# [Prompt]
Write the next part of the article on Pose2Sim markerless kinematics, starting right after its last sentence.

# [Text to read]

..............................

There was a good agreement between the Ref condition and the degraded ones, at the same time across all tasks, movement planes, and joints. Mean absolute errors (MAE) averaged over all joint angles (compared to the reference condition—Ref) ranged between 0.35° and 1.7° for all conditions and tasks (Table 3). Individual angle MAE lay between 0.07° and 5.2° (Figure 9, Appendix A and Appendix B Figure A1 and Figure A2). However, the cycling task was more challenging: ankle joint angles were especially less robust regarding all considered dependent variables.

Angle results were particularly little affected by the 1 cm calibration error (Cal condition). The standard deviation between cycles (std) virtually did not increase, the average Pearson’s r correlation coefficient was 1.00 in all tasks but the cycling one (r = 0.98), and the mean absolute angle error stayed below 0.5° (Table 3).

The standard deviation in Im and 4c conditions increased by about 10 to 30% as compared to Ref condition, apart from the cycling 4c condition where it increased by 100%. The Pearson’s r correlation coefficient was about 0.98 in all tasks but the cycling one. Mean absolute angle errors across all joints lay between 0.9 and 1.8° (Table 3).

Kinematics were more robust in the flexion/extension plane (Table 5), where std generally did not increase by more than 10% as compared to the Ref condition, and r was mostly equal to 1.00. The difference in robustness was not as obvious in the MAE variable since the range of motion was much smaller in other planes.

The SPM showed some statistical differences along time between the reference condition and the degraded ones; however, they did not happen at any particular moment during the gait or pedaling cycle (Figure 9, Appendix A and Appendix B Figure A1 and Figure A2).

4. Discussion

4.1. Pose2Sim

Pose2Sim allows for seamless markerless kinematics from a network of calibrated and synchronized cameras by connecting two widespread, renowned, and open-source tools: the OpenPose 2D pose estimator and the OpenSim movement analysis software. It requires no marker placement, no specific cameras, and the scaling step is simpler than it is with markers-based methods. Pose2Sim integrates a tool for calibration, which can be performed either with a checkerboard (See Zhang [75]) or by converting a calibration file obtained with a marker-based method. Overall, human intervention is scarce, which makes it more robust to human error.

..............................

# [Given material]
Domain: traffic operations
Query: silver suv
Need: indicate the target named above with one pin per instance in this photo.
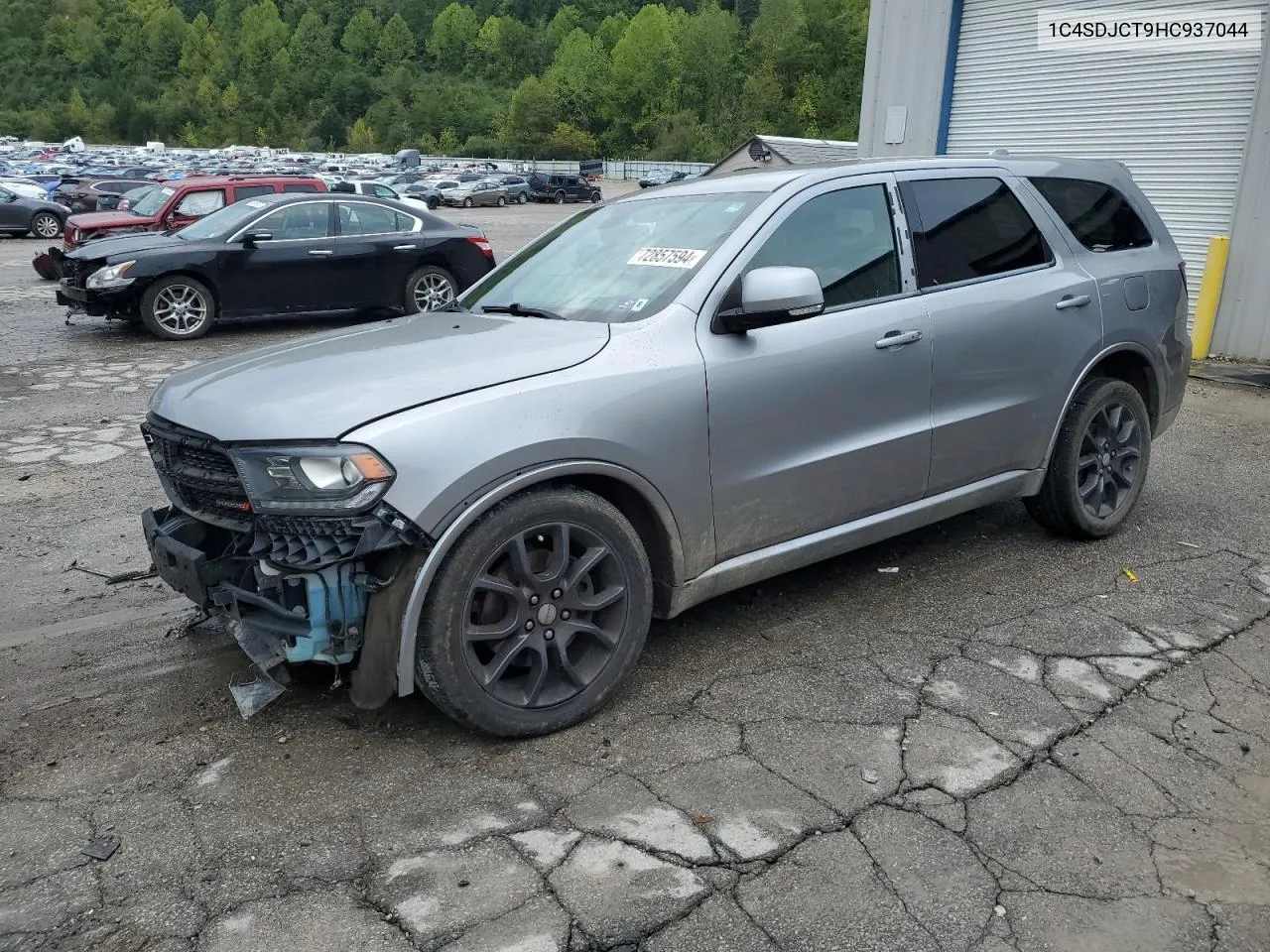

..............................

# [Answer to the task]
Pose2Sim automatically tracks the person of interest when people are in the background, considers the confidence given by the OpenPose estimation, and is robust to missing frames and to the person exiting the field of view of one or several cameras. To the best of our knowledge, it is also the only one taking advantage of a solid anatomical 3D model in order to solve some rotations around the limb and to account for physical consistency. It is very customizable, in the sense that the user can adjust most parameters and even use a different 2D pose estimator if needed, including for non-human subjects (such as DeepLabCut for example.)

4.2. Relevance, Repeatibility, and Robustness

The walking angle results seemed to be relevant when compared to the normative database. The discrepancies may be due to a difference between the angle definition of both models, especially in the ankle: the normative database calculated direct Euler angles between limb segments, while our OpenSim model took bone geometries into consideration. The shift in the hip angle was related to an excessive pelvis anteversion, which may have been induced by the model being underconstrained due to our dearth of keypoints. This lack of marker constraints could be partly compensated by adding joint constraints, especially around the spine (See Beaucage-Gauvreau et al. [76]). In any case, the angle results seem to be relevant, but a further study will be needed to investigate their proper accuracy, as compared to a reference method exploiting a similar model definition.

Repeatability was simply assessed by the standard deviation of angle time series across gait cycles, although it also includes the participant’s intrinsic variability. However, the subject being young and healthy, his gait and cycling patterns were thought to be consistent. Hence, the results were repeatable as the standard deviation of angles across all strides within all tasks and conditions mostly stayed below 3°. Neveretheless, this standard deviation was still higher than the one previously reported by Kang and Dingwell for a young and healthy participant using a marker-based approach [72]. It may be partly caused by our lack of a force plate and our low sampling rate, which did not let us measure a very accurate heel strike event, and thus could have induced some additional variability. In addition, our videos were sampled at 30 Hz instead of hundreds of Hertz as is usual in motion analysis. It is to be noted that high-speed video cameras can sample at a such speed and solve at least a part of this issue. Depending on the sports task investigated, a 3° standard deviation can be more or less of an issue.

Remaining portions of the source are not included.